Problem to solve: Write the listing below out again exactly, dropping the images.

□ □ □ □ □ □ □

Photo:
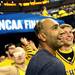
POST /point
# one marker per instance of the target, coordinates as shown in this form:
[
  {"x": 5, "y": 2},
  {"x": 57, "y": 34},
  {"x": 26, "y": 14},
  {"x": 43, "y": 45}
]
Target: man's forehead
[{"x": 50, "y": 22}]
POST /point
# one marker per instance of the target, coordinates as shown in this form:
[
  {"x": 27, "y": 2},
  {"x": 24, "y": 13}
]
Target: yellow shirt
[
  {"x": 69, "y": 66},
  {"x": 6, "y": 62}
]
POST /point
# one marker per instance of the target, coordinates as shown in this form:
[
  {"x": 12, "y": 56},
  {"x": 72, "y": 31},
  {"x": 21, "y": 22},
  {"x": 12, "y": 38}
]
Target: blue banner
[{"x": 19, "y": 22}]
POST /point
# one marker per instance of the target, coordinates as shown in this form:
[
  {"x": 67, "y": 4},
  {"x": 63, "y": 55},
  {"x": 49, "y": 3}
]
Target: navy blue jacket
[{"x": 44, "y": 63}]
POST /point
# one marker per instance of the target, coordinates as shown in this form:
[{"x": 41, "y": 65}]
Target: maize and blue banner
[{"x": 19, "y": 22}]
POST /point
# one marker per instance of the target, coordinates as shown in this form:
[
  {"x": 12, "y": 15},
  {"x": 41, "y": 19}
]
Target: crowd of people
[{"x": 55, "y": 54}]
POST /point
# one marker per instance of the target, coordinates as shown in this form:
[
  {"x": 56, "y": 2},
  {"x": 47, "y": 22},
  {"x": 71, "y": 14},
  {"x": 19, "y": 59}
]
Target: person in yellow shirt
[
  {"x": 66, "y": 53},
  {"x": 18, "y": 67},
  {"x": 44, "y": 11},
  {"x": 29, "y": 48},
  {"x": 9, "y": 51}
]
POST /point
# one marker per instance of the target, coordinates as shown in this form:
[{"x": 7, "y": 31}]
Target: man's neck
[{"x": 50, "y": 50}]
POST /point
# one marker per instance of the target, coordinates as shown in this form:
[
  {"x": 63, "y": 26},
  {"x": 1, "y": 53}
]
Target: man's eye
[{"x": 55, "y": 27}]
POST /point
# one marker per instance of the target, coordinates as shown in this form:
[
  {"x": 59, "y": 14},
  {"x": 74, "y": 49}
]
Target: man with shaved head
[
  {"x": 44, "y": 61},
  {"x": 18, "y": 67}
]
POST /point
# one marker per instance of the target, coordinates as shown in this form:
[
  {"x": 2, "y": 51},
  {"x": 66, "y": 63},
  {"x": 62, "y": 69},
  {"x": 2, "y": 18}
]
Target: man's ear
[{"x": 42, "y": 36}]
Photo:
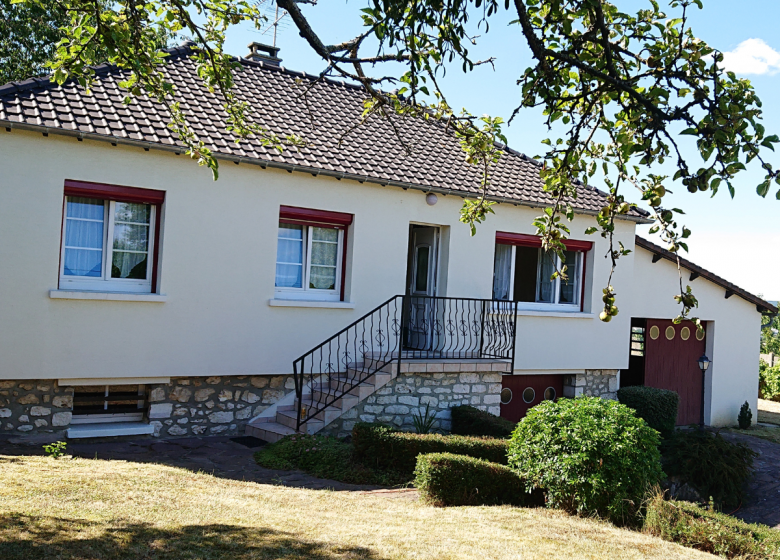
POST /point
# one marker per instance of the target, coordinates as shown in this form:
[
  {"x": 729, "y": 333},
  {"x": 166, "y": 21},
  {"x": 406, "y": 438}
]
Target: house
[{"x": 309, "y": 289}]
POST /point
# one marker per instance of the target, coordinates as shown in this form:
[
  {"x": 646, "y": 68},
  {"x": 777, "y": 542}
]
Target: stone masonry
[
  {"x": 439, "y": 386},
  {"x": 34, "y": 406},
  {"x": 593, "y": 383},
  {"x": 212, "y": 405}
]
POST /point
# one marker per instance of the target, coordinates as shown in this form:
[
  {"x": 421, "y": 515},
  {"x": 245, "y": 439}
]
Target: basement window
[{"x": 108, "y": 403}]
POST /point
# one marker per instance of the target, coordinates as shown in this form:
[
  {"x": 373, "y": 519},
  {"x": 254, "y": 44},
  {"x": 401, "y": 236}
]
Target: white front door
[{"x": 422, "y": 277}]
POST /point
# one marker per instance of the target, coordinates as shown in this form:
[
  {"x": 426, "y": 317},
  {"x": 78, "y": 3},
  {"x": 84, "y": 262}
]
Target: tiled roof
[
  {"x": 370, "y": 152},
  {"x": 762, "y": 305}
]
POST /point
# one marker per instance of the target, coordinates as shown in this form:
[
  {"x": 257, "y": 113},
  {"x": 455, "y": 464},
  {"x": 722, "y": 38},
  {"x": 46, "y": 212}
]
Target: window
[
  {"x": 310, "y": 254},
  {"x": 637, "y": 341},
  {"x": 524, "y": 274},
  {"x": 108, "y": 238}
]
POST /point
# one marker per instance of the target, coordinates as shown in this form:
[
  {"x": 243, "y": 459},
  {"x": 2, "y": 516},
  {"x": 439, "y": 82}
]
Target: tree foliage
[{"x": 623, "y": 91}]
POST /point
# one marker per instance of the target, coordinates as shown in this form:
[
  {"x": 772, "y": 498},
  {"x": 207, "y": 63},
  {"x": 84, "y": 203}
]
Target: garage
[{"x": 666, "y": 356}]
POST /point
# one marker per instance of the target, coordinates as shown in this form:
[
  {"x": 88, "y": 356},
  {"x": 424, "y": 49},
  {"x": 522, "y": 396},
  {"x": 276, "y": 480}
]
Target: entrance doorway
[
  {"x": 665, "y": 356},
  {"x": 421, "y": 283}
]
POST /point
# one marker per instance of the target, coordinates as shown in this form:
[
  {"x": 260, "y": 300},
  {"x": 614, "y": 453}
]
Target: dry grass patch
[{"x": 84, "y": 509}]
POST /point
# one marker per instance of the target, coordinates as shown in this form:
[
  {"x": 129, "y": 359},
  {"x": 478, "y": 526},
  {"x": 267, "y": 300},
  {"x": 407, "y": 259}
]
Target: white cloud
[{"x": 753, "y": 56}]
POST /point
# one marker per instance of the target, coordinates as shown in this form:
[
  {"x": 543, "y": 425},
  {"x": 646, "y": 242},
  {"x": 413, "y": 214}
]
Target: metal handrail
[{"x": 403, "y": 327}]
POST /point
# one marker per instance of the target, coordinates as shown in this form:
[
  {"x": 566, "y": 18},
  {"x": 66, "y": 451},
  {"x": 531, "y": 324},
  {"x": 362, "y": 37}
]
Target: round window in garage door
[
  {"x": 506, "y": 396},
  {"x": 655, "y": 332}
]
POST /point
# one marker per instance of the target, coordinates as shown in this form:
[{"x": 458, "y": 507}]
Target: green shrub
[
  {"x": 657, "y": 407},
  {"x": 470, "y": 421},
  {"x": 769, "y": 381},
  {"x": 445, "y": 479},
  {"x": 715, "y": 467},
  {"x": 385, "y": 448},
  {"x": 323, "y": 457},
  {"x": 589, "y": 455},
  {"x": 689, "y": 525}
]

□ □ □ □ □ □ □

The answer:
Photo:
POST /point
# one marker per instance of the target, coordinates as shown in this form:
[
  {"x": 5, "y": 2},
  {"x": 57, "y": 34},
  {"x": 26, "y": 14},
  {"x": 43, "y": 45}
]
Target: man's forehead
[{"x": 50, "y": 22}]
POST /point
# one marker per instance of the target, coordinates as shown in this form:
[
  {"x": 27, "y": 2},
  {"x": 24, "y": 13}
]
Target: yellow shirt
[
  {"x": 69, "y": 66},
  {"x": 6, "y": 62}
]
POST /point
# one marker per instance of the target, coordinates as shown in this form:
[
  {"x": 12, "y": 56},
  {"x": 72, "y": 31},
  {"x": 21, "y": 22},
  {"x": 12, "y": 38}
]
Target: blue banner
[{"x": 19, "y": 22}]
POST /point
# one marker per instance of the target, coordinates as shown in this form:
[
  {"x": 67, "y": 4},
  {"x": 63, "y": 55},
  {"x": 49, "y": 3}
]
Target: navy blue jacket
[{"x": 44, "y": 63}]
POST /point
# one marker per instance of the target, coordinates as shown in this form:
[{"x": 41, "y": 65}]
Target: maize and blue banner
[{"x": 19, "y": 22}]
POST /point
# one marker per instance of the target, coordinates as shown in this form:
[
  {"x": 12, "y": 15},
  {"x": 41, "y": 19}
]
Target: crowd of people
[{"x": 55, "y": 54}]
POST /point
# one marker per instance of the target, coordinates as shown in this form:
[
  {"x": 56, "y": 2},
  {"x": 47, "y": 22},
  {"x": 71, "y": 14},
  {"x": 19, "y": 59}
]
Target: person in yellow shirt
[
  {"x": 66, "y": 53},
  {"x": 18, "y": 67},
  {"x": 44, "y": 11},
  {"x": 29, "y": 48},
  {"x": 9, "y": 51}
]
POST /point
# one marker per instance of the target, coordinates as shown in this form:
[{"x": 7, "y": 31}]
Target: man's neck
[{"x": 50, "y": 50}]
POST /point
# one marker per instance of the target, coordinates as shown in this form:
[
  {"x": 63, "y": 26},
  {"x": 1, "y": 53}
]
Target: man's eye
[{"x": 55, "y": 27}]
POST /point
# one marker per instance of the target, coordinates as shown in this form:
[
  {"x": 59, "y": 14},
  {"x": 74, "y": 49}
]
Target: man with shaved head
[
  {"x": 44, "y": 61},
  {"x": 18, "y": 67}
]
POST /point
# one marker per instance of the target, coordinates as shown in this form:
[
  {"x": 2, "y": 51},
  {"x": 66, "y": 63},
  {"x": 62, "y": 69},
  {"x": 2, "y": 18}
]
Target: man's ear
[{"x": 42, "y": 36}]
Photo:
POST /point
# one marker per instance of the target, coordinates as shown in this form:
[
  {"x": 729, "y": 333},
  {"x": 166, "y": 21},
  {"x": 406, "y": 438}
]
Target: house
[{"x": 309, "y": 289}]
POST /point
# one marker per instance of the target, coordinates as shown in this form:
[
  {"x": 646, "y": 68},
  {"x": 777, "y": 542}
]
Target: stone masonry
[
  {"x": 439, "y": 386},
  {"x": 34, "y": 406},
  {"x": 593, "y": 383},
  {"x": 212, "y": 405}
]
POST /point
# one marker per instance of the target, coordinates as shown in this form:
[
  {"x": 421, "y": 515},
  {"x": 245, "y": 439}
]
Target: basement window
[{"x": 108, "y": 403}]
POST /point
# one marker per instance of the target, coordinates as shown in this form:
[
  {"x": 373, "y": 519},
  {"x": 254, "y": 44},
  {"x": 401, "y": 236}
]
Target: white front door
[{"x": 422, "y": 277}]
POST /point
# one marker per instance of the target, coordinates as shown in this form:
[
  {"x": 426, "y": 317},
  {"x": 78, "y": 3},
  {"x": 84, "y": 262}
]
Target: tiled roof
[
  {"x": 370, "y": 152},
  {"x": 762, "y": 305}
]
POST /point
# one marker per instance of the target, coordinates as shown in this form:
[
  {"x": 257, "y": 113},
  {"x": 455, "y": 464},
  {"x": 722, "y": 38},
  {"x": 46, "y": 212}
]
Target: window
[
  {"x": 310, "y": 254},
  {"x": 637, "y": 341},
  {"x": 524, "y": 274},
  {"x": 108, "y": 238}
]
POST /point
# one marker per instance of the target, coordinates as shown in this form:
[
  {"x": 243, "y": 459},
  {"x": 2, "y": 516},
  {"x": 439, "y": 82}
]
Target: tree foliage
[{"x": 623, "y": 91}]
POST /point
# one marker per instance of the target, coordinates as shown in this form:
[
  {"x": 772, "y": 498},
  {"x": 207, "y": 63},
  {"x": 84, "y": 203}
]
Target: garage
[{"x": 666, "y": 356}]
POST /point
# one marker per instance of the target, coordinates as shown in this form:
[
  {"x": 88, "y": 356},
  {"x": 424, "y": 49},
  {"x": 522, "y": 396},
  {"x": 276, "y": 480}
]
Target: entrance doorway
[
  {"x": 665, "y": 356},
  {"x": 421, "y": 283}
]
POST /point
# one marker per instance of the target, coordinates as shown in this form:
[
  {"x": 260, "y": 300},
  {"x": 614, "y": 453}
]
Target: dry grass patch
[{"x": 84, "y": 509}]
POST /point
# one marker per instance of the target, coordinates as shown in this form:
[
  {"x": 129, "y": 359},
  {"x": 478, "y": 526},
  {"x": 267, "y": 300},
  {"x": 407, "y": 259}
]
Target: white cloud
[{"x": 753, "y": 56}]
POST /point
# one marker per instance of the target, coordinates as shown in this form:
[
  {"x": 543, "y": 425},
  {"x": 646, "y": 242},
  {"x": 413, "y": 214}
]
Target: metal handrail
[{"x": 403, "y": 327}]
POST /point
# one marker per instance of the target, coordinates as shown in this form:
[
  {"x": 566, "y": 18},
  {"x": 66, "y": 451},
  {"x": 531, "y": 324},
  {"x": 362, "y": 37}
]
Target: round window in garage door
[
  {"x": 506, "y": 396},
  {"x": 655, "y": 332}
]
POST /point
# one marker per instance of the target, coordinates as shown in this form:
[{"x": 458, "y": 507}]
Target: green shrub
[
  {"x": 657, "y": 407},
  {"x": 470, "y": 421},
  {"x": 769, "y": 381},
  {"x": 445, "y": 479},
  {"x": 715, "y": 467},
  {"x": 385, "y": 448},
  {"x": 323, "y": 457},
  {"x": 589, "y": 455},
  {"x": 689, "y": 525}
]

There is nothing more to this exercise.